··· DOCUMENT SECTION

To support the point of view that the role of the translator is of no lesser importance than that of the author of the source text, that she/he is the key character that can lead the readers’ way through the labyrinth of an unknown language and culture, the journey metaphor is accompanied by additional explanations in my corpus:

I consider that my role is very important and difficult at the same time. I have to be able to get the real sense of the words, to read between the lines and to see into the writer’s soul without having ever met him/her.

To translate is an art in itself which takes dedication on my side. Therefore, my translations are the product of the interpretation of the original, an attempt to solve the conflict between the sense and the word, the sense and the style, between creativity and fidelity.

This last explanation brings to the fore exactly what Venuti (2019, ix–x) insisted on: that it is about time that translation theorists abandoned the dichotomy source-text vs target-text orientation of the translation process, the perception that translation presupposes the mechanical substitution of a text in one culture and language by a text in another culture and language, in favor of insisting on the fact that any translation is a hermeneutic act that results into a new text, adapted to the cognitive, linguistic and cultural needs of the target audience. Only if one looks at translation in this way, one can realize that the role of the translator and that of the author are similar and similarly important.

2) the translator is a bridge/mediator between cultures and languages

3) the translator is (simultaneously) a de(con)structor and a builder

4) the translator is an adoptive/surrogate parent of the target text

5) the translator is a haruspex

The conceptualizations in 2) to 5) are grouped together as they were offered in one single answer and they all support the ‘translator = author’ point of view. The full answer is this:

The translator is, undoubtedly, a bridge between two cultures and, on the other hand, between two languages/linguistic systems, a person who brings these two together, a mediator. Due to his/her mission to “trans-pose,” to “move” a certain text, produced in a given context (a given culture, a given linguistic code, etc) in another, culturally and linguistically-determined context, s/he will act simultaneously as a de(con)structor and a builder (a builder who, however, resorts to hybrid materials, some of which belong to the author and some to himself/herself). The translator, as the presumptive author of one of the multitude of “imperfect copies” of the original, may be regarded, on the other hand, like a surrogate parent or, rather, like an adoptive parent of the original whom s/he “accommodates” and introduces to the target culture. And, finally, another perspective, which is not entirely apart from the equivocal image that the translator is sometimes associated with: for some, the translator looks like a dubious, restless haruspex who desperately (and often with frustration) searches through the entrails of languages, be they source or target languages, correctly intuiting their limits and even experiencing them herself/himself.

······
··· DATA EXCERPT

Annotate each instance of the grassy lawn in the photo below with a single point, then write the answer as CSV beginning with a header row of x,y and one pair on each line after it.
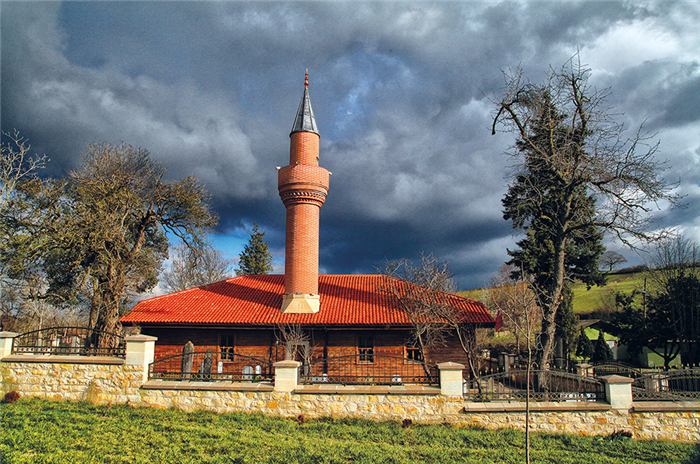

······

TO-DO LIST:
a: In the passage about translators, what point of view do the conceptualizations grouped in 2) to 5) all support?
b: Carry the passage about translators forward from its final sentence.
The data come from a different source.

ANSWERS TO THE EXERCISES:
a: They all support the ‘translator = author’ point of view.

b:
The bridge metaphor is, like the journey one, quite often resorted to as a conceptual metaphor, especially in domains where intercultural communication rests at their core (e.g., teaching – Skrefsrud 2020; literary criticism – Strack 2005; public policy-making – Hubbard 2022). Translation, as heavily relying on transfer between languages and cultures, is evidently a foreseeable target domain for the bridge building conceptualization (the builder metaphor, closely associated with the bridge imagery, may be reasonably expected to be used as frequently as the latter), so that it is often employed in both the professional and non-professional discourse about it (examples were provided by Pungă (2022) as well). In my data, it was suggested two more times, in:

The translator is a bridge that connects two linguistic shores.

and

I consider that the translator is, metaphorically speaking, a bridge between cultures, and therefore an intercultural mediator whose role is not only to linguistically communicate the author’s words, perceptions and intentions, but also to interpret them in order to render them in the translated text in such a way as to compensate, through his/her translation options, for the differences between the message sender’s culture and the message receiver’s one.

Here, too, it is pretty clear that acting as a ‘bridge’ presupposes, on the part of the translator, that she/he interprets the original text, she/he filters it through the target language and culture so as to provide the target readers with a dynamically equivalent translated text. Advanced skills are needed to offer them a readable, appropriate, and relevant piece of translated literature. For one of the respondents, working to this end is comparable to working as a tailor:

6) the translator is a tailor:

I could say a translator resembles a tailor who works on a pattern, sticks to the pattern of the original coat, but cuts into the fabric of his/her own culture and, if needed, easily adapts that pattern.

Both the bridge builder and the tailor conceptualization of the translator support the ‘translator = author’ point of view. Without the hard and often innovative work of a translator, without his/her ‘mastering a world of solid linguistic and literary knowledge, his/her well-grounded world culture, the sense of words’ rhythm, nuances, chromatics and flowing’, as one of the respondents put it, a literary text written in a foreign language remains isolated, it can never cross the borders (and limits) of its own language and culture. In another respondent’s opinion, the mediated transfer task that a translator takes on is that of an ambassador (which, if one thinks that an ambassador’s main duty is to cleverly and elegantly represent the interests of his country in a foreign place, certainly pleads for looking the translator’s role up):

7) ‘The translator is a cultural ambassador.’

The suggestion that the translator is the author’s voice in another language may be considered to follow the same line of thinking:

The translator is the voice of the author in another language, who renders the culture of a text in the paradigm of a different culture.

The translator as a surrogate/adoptive parent of the ‘child’ target text has also been encountered in the Translation Studies field, as I have illustrated elsewhere (Pungă 2022). However, the translator as a child himself/herself has also been suggested by one of the translators involved in the present study:

8) the translator is a child that solves a linguistic Rubik:

The translator is, in a playful approach, a child who solves a linguistic Rubik.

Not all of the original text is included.